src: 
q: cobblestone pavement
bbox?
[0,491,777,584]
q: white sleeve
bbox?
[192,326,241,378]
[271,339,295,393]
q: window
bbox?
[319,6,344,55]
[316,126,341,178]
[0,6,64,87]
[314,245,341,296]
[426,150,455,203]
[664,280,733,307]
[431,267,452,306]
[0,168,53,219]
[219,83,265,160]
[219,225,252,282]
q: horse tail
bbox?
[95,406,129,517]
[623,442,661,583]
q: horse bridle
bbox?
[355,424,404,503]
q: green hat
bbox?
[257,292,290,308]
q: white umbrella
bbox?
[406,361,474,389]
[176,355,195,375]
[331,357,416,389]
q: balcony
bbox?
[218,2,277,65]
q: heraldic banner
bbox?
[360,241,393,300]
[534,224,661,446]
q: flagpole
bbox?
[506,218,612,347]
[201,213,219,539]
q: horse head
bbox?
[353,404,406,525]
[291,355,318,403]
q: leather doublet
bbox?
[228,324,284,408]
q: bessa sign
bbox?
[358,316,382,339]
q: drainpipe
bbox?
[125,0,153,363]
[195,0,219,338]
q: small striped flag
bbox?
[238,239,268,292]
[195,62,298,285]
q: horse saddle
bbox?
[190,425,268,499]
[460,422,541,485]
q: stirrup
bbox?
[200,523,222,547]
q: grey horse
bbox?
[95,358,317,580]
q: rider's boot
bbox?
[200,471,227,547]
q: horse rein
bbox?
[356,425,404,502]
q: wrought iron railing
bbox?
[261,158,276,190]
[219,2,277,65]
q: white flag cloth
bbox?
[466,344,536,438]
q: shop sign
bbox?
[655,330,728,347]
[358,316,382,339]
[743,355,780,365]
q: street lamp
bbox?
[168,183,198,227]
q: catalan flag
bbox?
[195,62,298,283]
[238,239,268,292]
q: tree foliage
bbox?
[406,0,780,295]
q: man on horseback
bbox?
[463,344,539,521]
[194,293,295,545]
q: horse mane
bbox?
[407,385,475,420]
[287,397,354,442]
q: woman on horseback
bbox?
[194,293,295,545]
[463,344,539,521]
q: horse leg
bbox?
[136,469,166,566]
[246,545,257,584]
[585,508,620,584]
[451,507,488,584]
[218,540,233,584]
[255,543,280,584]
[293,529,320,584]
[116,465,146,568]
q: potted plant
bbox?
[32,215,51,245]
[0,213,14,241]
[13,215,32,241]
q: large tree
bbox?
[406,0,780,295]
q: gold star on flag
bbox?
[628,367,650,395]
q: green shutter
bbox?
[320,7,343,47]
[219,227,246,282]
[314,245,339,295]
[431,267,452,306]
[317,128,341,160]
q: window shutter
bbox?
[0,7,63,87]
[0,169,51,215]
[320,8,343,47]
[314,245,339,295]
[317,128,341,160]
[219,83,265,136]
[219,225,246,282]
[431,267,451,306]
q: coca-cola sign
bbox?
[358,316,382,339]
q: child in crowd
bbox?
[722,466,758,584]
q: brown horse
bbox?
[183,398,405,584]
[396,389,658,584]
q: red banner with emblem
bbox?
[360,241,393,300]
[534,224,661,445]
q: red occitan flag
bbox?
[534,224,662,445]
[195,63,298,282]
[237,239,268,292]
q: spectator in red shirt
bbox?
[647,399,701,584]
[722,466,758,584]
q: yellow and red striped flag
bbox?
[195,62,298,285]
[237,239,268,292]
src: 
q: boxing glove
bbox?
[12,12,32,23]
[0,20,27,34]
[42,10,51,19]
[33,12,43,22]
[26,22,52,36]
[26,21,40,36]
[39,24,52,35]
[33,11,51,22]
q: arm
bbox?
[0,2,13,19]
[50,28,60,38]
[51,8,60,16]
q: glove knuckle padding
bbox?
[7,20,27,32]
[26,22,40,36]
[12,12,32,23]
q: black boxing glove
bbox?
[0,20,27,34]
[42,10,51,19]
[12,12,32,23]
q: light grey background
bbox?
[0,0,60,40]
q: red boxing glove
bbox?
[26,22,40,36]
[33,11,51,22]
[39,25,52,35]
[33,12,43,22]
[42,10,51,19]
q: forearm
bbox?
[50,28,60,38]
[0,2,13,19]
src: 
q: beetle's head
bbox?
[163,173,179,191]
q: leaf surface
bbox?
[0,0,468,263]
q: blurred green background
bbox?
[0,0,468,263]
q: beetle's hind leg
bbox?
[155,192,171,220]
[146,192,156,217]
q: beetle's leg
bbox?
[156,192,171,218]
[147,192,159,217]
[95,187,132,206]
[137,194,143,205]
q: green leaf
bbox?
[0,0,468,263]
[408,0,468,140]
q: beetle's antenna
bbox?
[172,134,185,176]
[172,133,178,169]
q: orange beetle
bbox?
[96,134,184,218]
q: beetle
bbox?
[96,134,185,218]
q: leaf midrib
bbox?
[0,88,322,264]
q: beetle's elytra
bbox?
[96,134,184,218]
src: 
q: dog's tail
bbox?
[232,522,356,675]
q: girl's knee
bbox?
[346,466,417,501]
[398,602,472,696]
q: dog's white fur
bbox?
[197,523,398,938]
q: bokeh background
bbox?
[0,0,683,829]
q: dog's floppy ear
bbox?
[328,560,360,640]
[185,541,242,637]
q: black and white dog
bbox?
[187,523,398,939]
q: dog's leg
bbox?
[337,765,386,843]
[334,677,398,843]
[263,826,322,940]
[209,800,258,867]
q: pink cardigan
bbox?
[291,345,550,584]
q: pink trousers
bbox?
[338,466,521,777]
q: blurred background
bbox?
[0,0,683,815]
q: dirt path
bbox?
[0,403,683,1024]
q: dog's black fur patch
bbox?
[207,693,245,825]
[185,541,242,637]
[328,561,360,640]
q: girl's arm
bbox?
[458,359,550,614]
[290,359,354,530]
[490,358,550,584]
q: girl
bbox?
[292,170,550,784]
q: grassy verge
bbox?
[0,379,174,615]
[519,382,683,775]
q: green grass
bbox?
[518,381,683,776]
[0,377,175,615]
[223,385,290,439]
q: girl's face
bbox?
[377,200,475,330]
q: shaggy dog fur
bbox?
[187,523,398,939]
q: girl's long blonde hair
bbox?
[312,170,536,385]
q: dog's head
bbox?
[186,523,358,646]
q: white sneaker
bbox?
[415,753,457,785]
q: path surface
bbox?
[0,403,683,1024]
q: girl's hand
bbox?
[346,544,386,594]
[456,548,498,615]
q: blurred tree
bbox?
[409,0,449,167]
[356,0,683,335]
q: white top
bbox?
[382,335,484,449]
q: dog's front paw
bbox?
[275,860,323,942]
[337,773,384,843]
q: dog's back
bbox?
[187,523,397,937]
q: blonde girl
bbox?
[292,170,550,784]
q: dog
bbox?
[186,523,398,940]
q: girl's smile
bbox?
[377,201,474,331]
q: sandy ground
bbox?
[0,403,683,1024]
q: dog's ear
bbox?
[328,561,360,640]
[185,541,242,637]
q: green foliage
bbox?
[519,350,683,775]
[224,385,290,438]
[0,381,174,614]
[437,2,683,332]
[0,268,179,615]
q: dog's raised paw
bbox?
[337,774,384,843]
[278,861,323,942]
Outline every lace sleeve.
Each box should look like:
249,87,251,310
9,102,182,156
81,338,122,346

● EXERCISE DIRECTIONS
Reproduce all of the material above verbatim, line for line, with no changes.

● EXPECTED ANSWER
src: 
q: cobblestone pavement
bbox?
[0,491,777,584]
q: white sleeve
bbox?
[192,326,241,378]
[271,339,295,393]
q: window
bbox?
[319,6,344,55]
[316,126,341,178]
[0,6,64,87]
[314,245,341,296]
[426,150,455,203]
[664,280,733,307]
[431,267,452,306]
[0,168,53,219]
[219,83,265,160]
[219,225,252,282]
q: horse tail
bbox?
[95,406,129,517]
[623,442,661,583]
q: horse bridle
bbox?
[355,424,404,503]
q: green hat
bbox?
[257,292,290,308]
q: white umbrella
bbox?
[406,361,474,389]
[176,355,195,375]
[331,357,416,389]
q: balcony
bbox?
[218,2,277,65]
q: heraldic banner
bbox?
[360,241,393,300]
[534,224,661,446]
q: flagpole
bbox?
[506,218,612,347]
[201,213,219,539]
q: horse head
bbox?
[353,404,406,525]
[291,355,318,403]
q: leather doublet
bbox?
[228,324,284,408]
q: bessa sign
bbox?
[358,316,382,339]
q: drainpipe
bbox?
[125,0,153,363]
[195,0,219,338]
q: small striped flag
bbox?
[238,239,268,292]
[195,62,298,285]
q: horse saddle
bbox?
[190,425,268,499]
[460,422,541,485]
q: stirrup
bbox?
[200,523,222,547]
q: grey horse
bbox?
[95,358,317,580]
q: rider's boot
bbox?
[200,471,227,547]
q: horse rein
bbox?
[356,425,404,502]
q: wrought iron railing
bbox?
[261,158,276,190]
[219,2,277,65]
q: white flag cloth
bbox?
[466,344,536,438]
q: shop sign
bbox?
[655,330,728,347]
[358,316,382,339]
[743,355,780,365]
q: street lamp
bbox?
[168,183,198,227]
q: catalan flag
bbox?
[195,62,298,283]
[238,239,268,292]
q: tree foliage
bbox?
[406,0,780,295]
q: man on horseback
bbox?
[463,344,539,521]
[194,293,295,545]
q: horse mane
bbox?
[407,385,475,420]
[287,397,354,442]
q: woman on horseback
bbox?
[194,293,295,545]
[463,344,539,521]
q: horse leg
bbox?
[136,469,166,566]
[246,545,257,584]
[585,508,620,584]
[451,507,488,584]
[218,540,233,584]
[255,543,280,584]
[293,529,320,584]
[116,465,146,568]
q: potted plant
bbox?
[32,215,51,245]
[0,213,14,241]
[13,215,32,241]
q: large tree
bbox?
[406,0,780,295]
q: gold star on flag
bbox?
[628,367,650,395]
q: green shutter
bbox?
[320,7,343,47]
[219,227,246,282]
[314,245,339,295]
[431,267,452,306]
[317,128,341,160]
q: window shutter
bbox?
[0,7,63,87]
[0,169,51,215]
[320,8,343,47]
[314,245,339,295]
[317,128,341,160]
[219,83,265,136]
[219,225,246,282]
[431,267,451,306]
q: coca-cola sign
bbox?
[358,316,382,339]
q: child in crowd
bbox?
[722,466,758,584]
q: brown horse
bbox?
[183,398,405,584]
[396,389,658,584]
q: red banner with emblem
bbox?
[360,241,393,300]
[534,224,661,445]
q: red occitan flag
bbox?
[534,224,662,445]
[195,63,298,282]
[237,239,268,292]
q: spectator in red shirt
bbox?
[647,399,701,584]
[722,466,758,584]
q: yellow and red striped flag
bbox?
[195,62,298,285]
[237,239,268,292]
src: 
q: boxing glove
bbox?
[12,12,32,23]
[0,20,27,34]
[42,10,51,19]
[33,12,43,22]
[26,22,52,36]
[26,21,40,36]
[39,24,52,35]
[33,11,51,22]
q: arm
bbox?
[0,2,13,19]
[50,28,60,38]
[51,8,60,16]
q: glove knuckle padding
bbox?
[7,20,27,32]
[26,22,40,36]
[12,12,32,23]
q: black boxing glove
bbox?
[0,20,27,34]
[42,10,51,19]
[12,12,32,23]
q: light grey background
bbox?
[0,0,60,40]
q: red boxing glove
bbox?
[26,22,40,36]
[33,11,51,22]
[39,25,52,35]
[33,12,43,22]
[42,10,51,19]
q: forearm
bbox?
[50,28,60,38]
[0,2,13,19]
src: 
q: beetle's head
bbox?
[163,173,179,191]
q: leaf surface
bbox?
[0,0,468,263]
q: blurred green background
bbox?
[0,0,468,263]
q: beetle's hind leg
bbox?
[155,192,171,220]
[146,192,156,217]
q: beetle's leg
bbox?
[156,192,171,218]
[147,192,159,217]
[95,187,132,206]
[137,194,143,205]
q: green leaf
bbox?
[0,0,468,263]
[408,0,468,140]
q: beetle's antenna
bbox?
[172,134,185,176]
[172,133,178,169]
q: orange beetle
bbox?
[96,134,184,218]
q: beetle
bbox?
[96,134,185,218]
q: leaf midrib
bbox?
[0,88,322,264]
q: beetle's elytra
bbox?
[96,134,184,218]
src: 
q: dog's tail
bbox?
[232,522,356,675]
q: girl's knee
bbox?
[346,466,417,501]
[398,602,472,696]
q: dog's white fur
bbox?
[197,523,398,938]
q: bokeh background
bbox?
[0,0,683,829]
q: dog's floppy ear
bbox?
[328,560,360,640]
[185,541,242,637]
q: black and white dog
bbox?
[187,523,398,939]
q: dog's leg
bbox?
[337,765,386,843]
[334,677,398,843]
[263,826,322,940]
[209,800,258,867]
q: pink cardigan
bbox?
[291,345,550,584]
q: pink trousers
bbox?
[338,466,521,777]
q: blurred background
bbox?
[0,0,683,815]
q: dirt path
bbox?
[0,403,683,1024]
q: dog's black fur patch
bbox?
[207,693,245,825]
[185,541,242,637]
[328,561,360,640]
q: girl's arm
bbox?
[458,359,550,614]
[290,359,354,530]
[490,358,550,584]
q: girl
bbox?
[292,170,550,784]
q: grassy verge
bbox?
[0,379,174,615]
[519,382,683,775]
q: green grass
bbox?
[518,381,683,776]
[0,377,175,615]
[223,385,290,439]
q: girl's face
bbox?
[377,200,475,330]
q: shaggy dog fur
bbox?
[187,523,398,939]
q: girl's long blonde hair
bbox?
[312,170,536,385]
q: dog's head
bbox?
[186,523,358,646]
q: white sneaker
bbox?
[415,753,457,785]
q: path surface
bbox?
[0,403,683,1024]
q: girl's hand
bbox?
[346,544,386,594]
[456,548,498,615]
q: blurred tree
bbox?
[409,0,449,167]
[356,0,683,335]
q: white top
bbox?
[382,335,484,449]
q: dog's front paw
bbox?
[275,860,323,942]
[337,773,384,843]
q: dog's back
bbox?
[187,523,397,937]
q: blonde girl
bbox?
[292,170,550,784]
q: dog
bbox?
[186,523,398,940]
q: girl's smile
bbox?
[377,201,474,331]
q: sandy ground
bbox?
[0,403,683,1024]
q: dog's ear
bbox?
[328,561,360,640]
[185,541,242,637]
q: green foliage
bbox?
[519,350,683,775]
[224,385,290,438]
[0,381,174,614]
[437,2,683,332]
[0,268,179,615]
q: dog's raised paw
bbox?
[337,774,384,843]
[278,861,323,942]
Outline every lace sleeve.
Each box should look like:
249,87,251,310
9,102,182,156
81,338,122,346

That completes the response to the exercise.